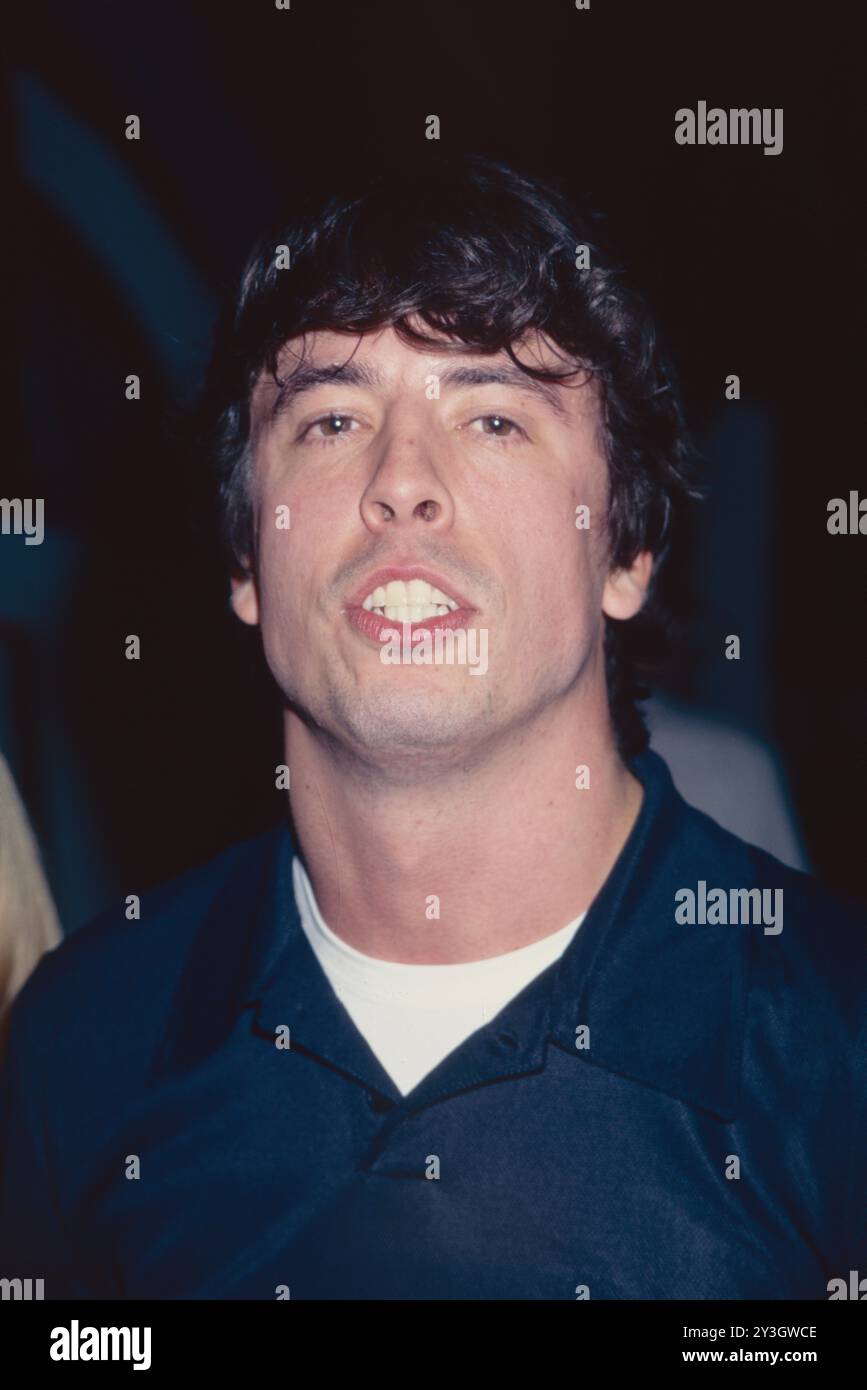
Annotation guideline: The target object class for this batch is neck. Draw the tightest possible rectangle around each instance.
[285,686,642,965]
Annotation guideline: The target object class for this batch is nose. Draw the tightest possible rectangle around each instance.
[361,432,454,535]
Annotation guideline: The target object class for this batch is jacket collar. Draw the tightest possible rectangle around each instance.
[151,752,750,1119]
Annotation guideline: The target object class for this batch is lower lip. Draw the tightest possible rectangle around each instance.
[346,606,474,645]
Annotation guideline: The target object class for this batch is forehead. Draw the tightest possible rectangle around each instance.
[251,325,597,424]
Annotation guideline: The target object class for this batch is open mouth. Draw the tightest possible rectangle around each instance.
[361,580,460,623]
[346,571,475,645]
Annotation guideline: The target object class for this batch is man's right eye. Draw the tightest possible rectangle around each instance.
[302,410,354,443]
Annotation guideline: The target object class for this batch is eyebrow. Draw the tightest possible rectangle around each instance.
[263,353,578,420]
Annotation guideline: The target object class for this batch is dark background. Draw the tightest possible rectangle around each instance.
[0,0,867,929]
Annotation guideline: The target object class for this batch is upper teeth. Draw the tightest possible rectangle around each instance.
[361,580,459,623]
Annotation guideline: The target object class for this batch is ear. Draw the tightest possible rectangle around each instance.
[602,550,653,619]
[229,555,258,627]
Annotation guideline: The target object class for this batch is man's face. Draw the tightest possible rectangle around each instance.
[233,328,646,771]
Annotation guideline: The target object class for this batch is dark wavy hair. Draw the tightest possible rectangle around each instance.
[199,150,700,758]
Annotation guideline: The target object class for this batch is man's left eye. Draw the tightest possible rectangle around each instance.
[471,416,521,439]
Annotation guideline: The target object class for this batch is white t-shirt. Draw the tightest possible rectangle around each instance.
[292,856,584,1095]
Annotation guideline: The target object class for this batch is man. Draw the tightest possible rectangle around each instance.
[0,158,867,1300]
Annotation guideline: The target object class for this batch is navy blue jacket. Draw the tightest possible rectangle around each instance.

________________________________________

* O que fazer *
Altere todas as linhas acima, trocando "batch" por "set" e mantendo todo o resto igual. Deixe as imagens de fora da resposta.

* Resultado *
Annotation guideline: The target object class for this set is neck. Draw the tightest possible rectangle around each instance.
[285,686,642,965]
Annotation guideline: The target object class for this set is nose. Draw the tightest possible rectangle around each instance.
[361,432,454,535]
Annotation guideline: The target object class for this set is jacket collar. Draw the tightest possible rectangle around each instance.
[151,752,750,1119]
Annotation guideline: The target object class for this set is lower lip. Draw the tightest possible rectangle around each instance.
[346,606,474,645]
Annotation guideline: The target object class for this set is forehead. Draw the tightest possible rectangle around each instance.
[251,325,597,424]
Annotation guideline: The target object class for this set is open mouth. Draw the tightest possible rectangle around each instance.
[361,580,460,623]
[346,571,475,645]
Annotation guideline: The target object class for this set is man's right eye. Draw the tightest possible rectangle around each instance.
[302,410,354,443]
Annotation guideline: The target object class for this set is eyebrow. Draw the tightest possible rectangle around each instance.
[263,353,578,420]
Annotation guideline: The target object class for this set is dark background. Draw the tightest possible rectangle around each instance.
[0,0,867,929]
Annotation guideline: The target object class for this set is upper teeth. Draw the tightest possible rectangle around each instance.
[361,580,459,623]
Annotation guideline: The target object class for this set is ear. Draw the tightest possible rectangle around each instance.
[602,550,653,619]
[229,555,258,627]
Annotation guideline: The target object class for this set is man's face. Draw the tightest possible rectangle around each instance.
[233,328,646,771]
Annotation guideline: The target object class for this set is dark wavy hair. Draw the tightest possible rectangle around each instance.
[199,150,700,758]
Annotation guideline: The target object class for this set is man's left eye. Draw the tightest possible rectangle around each instance.
[471,416,521,439]
Annotation guideline: The target object class for this set is white t-shirt. Draw the tightest possible rectangle around each instance.
[292,856,584,1095]
Annotation guideline: The target object class for this set is man. Draw the tightest possible rectangle around each instance.
[0,158,867,1300]
Annotation guideline: The target object class for this set is navy blue jacket. Draw the tightest possible rectangle around each instance.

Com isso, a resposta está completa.